§ **Material to process**

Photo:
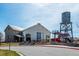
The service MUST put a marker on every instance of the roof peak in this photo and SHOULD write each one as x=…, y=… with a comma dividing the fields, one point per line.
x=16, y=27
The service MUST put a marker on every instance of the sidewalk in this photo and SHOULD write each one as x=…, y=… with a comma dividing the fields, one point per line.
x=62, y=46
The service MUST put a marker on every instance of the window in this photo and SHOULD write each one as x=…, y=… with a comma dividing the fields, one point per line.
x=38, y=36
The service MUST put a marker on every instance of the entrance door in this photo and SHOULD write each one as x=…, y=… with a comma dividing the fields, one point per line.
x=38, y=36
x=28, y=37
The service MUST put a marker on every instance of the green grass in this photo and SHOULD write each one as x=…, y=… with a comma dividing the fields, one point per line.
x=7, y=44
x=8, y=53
--
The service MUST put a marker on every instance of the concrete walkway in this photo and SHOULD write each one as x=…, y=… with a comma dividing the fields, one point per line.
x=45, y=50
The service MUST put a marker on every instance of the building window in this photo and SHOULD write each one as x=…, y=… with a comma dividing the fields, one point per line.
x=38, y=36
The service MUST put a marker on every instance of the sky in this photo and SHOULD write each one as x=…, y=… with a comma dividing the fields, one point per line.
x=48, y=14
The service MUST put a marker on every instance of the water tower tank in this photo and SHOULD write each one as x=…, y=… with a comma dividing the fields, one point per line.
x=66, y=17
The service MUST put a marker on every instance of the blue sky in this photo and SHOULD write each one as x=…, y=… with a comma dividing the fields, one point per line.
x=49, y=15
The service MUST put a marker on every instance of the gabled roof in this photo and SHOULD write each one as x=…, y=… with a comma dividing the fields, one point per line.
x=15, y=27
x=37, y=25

§ **Task goal**
Please find every line in the data above that contains the word "roof" and copy each one.

§ **Task result**
The service MUST put a marker on every instance of the roof peak in this photo and SHOULD write each one as x=…, y=… with a comma dividing the fields, one point per line.
The service MUST put a marker on every instance of the gabled roof in this photo and SHOULD write each one as x=…, y=… with a comma dividing the fields, one point per line.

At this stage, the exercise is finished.